## Extracted text
■ ■ ■
Despite high-grade metamorphism, the mafic intrusive rocks retain an original tholeiitic bulk composition and have modestly enriched rare earth element (REE) patterns that are 10–100 times chondrite (Brady et al., 2004b; Castro et al., 2014; Krogh et al., 2011), consistent with a continental rift setting. Because the MMT was subsequently the site of a subduction-related volcanic arc and was profoundly affected by a collisional orogeny at ca. 1.8–1.7 Ga, the most compatible interpretation is that 2.06 Ga mafic magmatism progressed to complete rifting and resulted in the post–Beaverhead orogeny reestablishment of an open continental margin along this part of the Wyoming craton (Harms et al., 2004a).
Transition to a Subduction Margin and the Ca. 1.8–1.7 Ga Big Sky Orogeny
Several spatially limited but geologically significant lithotectonic suites in the northern MMT constrain paleogeographic models for the period following 2.06 Ga rifting (Fig. 3). These suites are metasupracrustal in character, but they are distinct from all other metasupracrustal suites of the MMT because they yield only monazites that are younger than 1.9 Ga in age (Cheney et al., 2004b; Pearson and Cheney, 2008; Baldwin et al., 2017), and they are not cut by either 2.06 Ga metamorphic dikes and sills or the 2.45 Ga garnet leucogneiss, despite close proximity today to quartzofeldspathic gneisses that do host these intrusions. These suites are interpreted (1) to have been tectonically juxtaposed with older quartzofeldspathic gneiss suites; (2) to have accumulated in a period of subduction-related arc activity; and (3) to be certainly younger than 2.06 Ga and likely ca. 1.9–1.8 Ga in age and origin (Harms and Baldwin, 2021; Harms et al., 2004a).
■ ■ ■
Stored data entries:
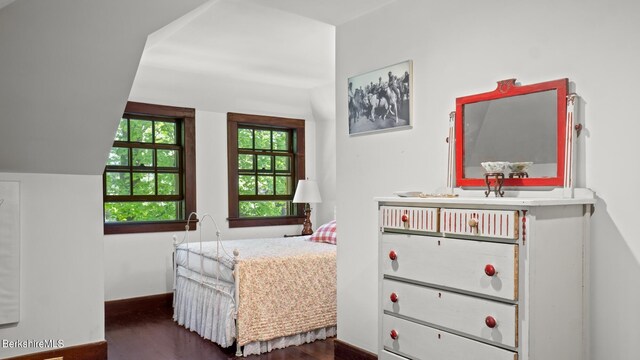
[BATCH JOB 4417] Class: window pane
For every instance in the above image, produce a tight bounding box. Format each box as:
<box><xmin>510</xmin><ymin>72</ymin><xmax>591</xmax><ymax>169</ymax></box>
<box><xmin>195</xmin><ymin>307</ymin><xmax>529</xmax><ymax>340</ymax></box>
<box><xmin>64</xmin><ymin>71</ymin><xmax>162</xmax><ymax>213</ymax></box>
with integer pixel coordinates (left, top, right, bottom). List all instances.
<box><xmin>107</xmin><ymin>147</ymin><xmax>129</xmax><ymax>166</ymax></box>
<box><xmin>156</xmin><ymin>149</ymin><xmax>178</xmax><ymax>168</ymax></box>
<box><xmin>131</xmin><ymin>148</ymin><xmax>153</xmax><ymax>167</ymax></box>
<box><xmin>276</xmin><ymin>176</ymin><xmax>292</xmax><ymax>195</ymax></box>
<box><xmin>129</xmin><ymin>119</ymin><xmax>153</xmax><ymax>143</ymax></box>
<box><xmin>106</xmin><ymin>172</ymin><xmax>131</xmax><ymax>195</ymax></box>
<box><xmin>276</xmin><ymin>156</ymin><xmax>291</xmax><ymax>172</ymax></box>
<box><xmin>238</xmin><ymin>175</ymin><xmax>256</xmax><ymax>195</ymax></box>
<box><xmin>273</xmin><ymin>131</ymin><xmax>289</xmax><ymax>150</ymax></box>
<box><xmin>238</xmin><ymin>129</ymin><xmax>253</xmax><ymax>149</ymax></box>
<box><xmin>258</xmin><ymin>155</ymin><xmax>272</xmax><ymax>172</ymax></box>
<box><xmin>156</xmin><ymin>121</ymin><xmax>176</xmax><ymax>144</ymax></box>
<box><xmin>255</xmin><ymin>130</ymin><xmax>271</xmax><ymax>150</ymax></box>
<box><xmin>258</xmin><ymin>176</ymin><xmax>273</xmax><ymax>195</ymax></box>
<box><xmin>115</xmin><ymin>119</ymin><xmax>129</xmax><ymax>141</ymax></box>
<box><xmin>158</xmin><ymin>173</ymin><xmax>180</xmax><ymax>195</ymax></box>
<box><xmin>104</xmin><ymin>201</ymin><xmax>180</xmax><ymax>222</ymax></box>
<box><xmin>133</xmin><ymin>173</ymin><xmax>156</xmax><ymax>195</ymax></box>
<box><xmin>239</xmin><ymin>200</ymin><xmax>290</xmax><ymax>217</ymax></box>
<box><xmin>238</xmin><ymin>154</ymin><xmax>253</xmax><ymax>170</ymax></box>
■ ■ ■
## Problem 1
Rewrite part of the geology passage, beginning at the words "Despite high-grade metamorphism, the" and stopping after "(Harms et al., 2004a).", with "mafic intrusive rocks" changed to "mafic plutonic rocks".
## Problem 2
Extend the geology passage beyond its final sentence.
The stored data entries play no part in what comes next.

## Answer section 1
Despite high-grade metamorphism, the mafic plutonic rocks retain an original tholeiitic bulk composition and have modestly enriched rare earth element (REE) patterns that are 10–100 times chondrite (Brady et al., 2004b; Castro et al., 2014; Krogh et al., 2011), consistent with a continental rift setting. Because the MMT was subsequently the site of a subduction-related volcanic arc and was profoundly affected by a collisional orogeny at ca. 1.8–1.7 Ga, the most compatible interpretation is that 2.06 Ga mafic magmatism progressed to complete rifting and resulted in the post–Beaverhead orogeny reestablishment of an open continental margin along this part of the Wyoming craton (Harms et al., 2004a).

## Answer section 2
These critical lithotectonic suites are:
(1) Arc rocks of the Little Belt Mountains: The small area of exposed Precambrian crystalline basement rocks in the Little Belt Mountains of north-central Montana (Fig. 2) is dominated by calc-alkaline, dioritic orthogneisses (Vogl et al., 2004). These gneisses have trace-element patterns and primitive initial Nd isotopic ratios consistent with genesis in a subduction setting, and concordant and upper-intercept U-Pb zircon ages ranging from ca. 1.87 to 1.79 Ga (Mueller et al., 2002; Vogl et al., 2004). Dioritic and quartzofeldspathic basement orthogneiss in the Pioneer Mountains (Fig. 2) and Biltmore anticline in southwesternmost Montana yielded similar concordant and upper-intercept zircon crystallization ages of ca. 1.89–1.86 Ga (Foster et al., 2006). From this, we interpret the northwesternmost margin of the Wyoming craton to have been an active subduction zone with a correlated volcanic arc in at least the period 1.89–1.79 Ga, with the younger age marking the demise of this subduction system.
(2) Back-arc basin oceanic crust of the Spuhler Peak metamorphic suite in the Tobacco Root Mountains: The distinctive Spuhler Peak metamorphic suite of the Tobacco Root Mountains is dominated by mafic schists, which constitute as much as 90% of the suite, but also includes minor aluminous schist, quartzite, and meta-ultramafic bodies (Burger et al., 2004). Marble is absent. The mafic schists are (a) hornblende amphibolites from tholeiitic basalt protoliths (Fig. 6), and (b) orthoamphibolites, representing hydrothermally altered mafic volcanic protoliths (Burger et al., 2004), suggesting they originated in a setting of active ocean crust formation. Trace-element concentrations (Fig. 6) are consistent with an arc-related origin (Burger et al., 2004). We interpret the Spuhler Peak metamorphic suite to represent former ocean crust from a suprasubduction, intra-arc or back-arc basin with active spreading centers.
(3) Back-arc basin sediments and flows in the Highland Mountains: Biotite-sillimanite-garnet schists and gneisses and their texturally mylonitic equivalents, associated with abundant concordant layers of amphibolite, are widespread and voluminous in the Precambrian crystalline core of the Highland Mountains (O’Neill et al., 1996). Major- and trace-element analyses of the amphibolites show they were subalkaline tholeiites, with mid-ocean-ridge–, back-arc–, and arc-related affinities (Rioseco et al., 2016). The most likely basin of accumulation for the sedimentary and volcanic protoliths of these metasupracrustal rocks would be a suprasubduction back-arc basin (Harms and Baldwin, 2021).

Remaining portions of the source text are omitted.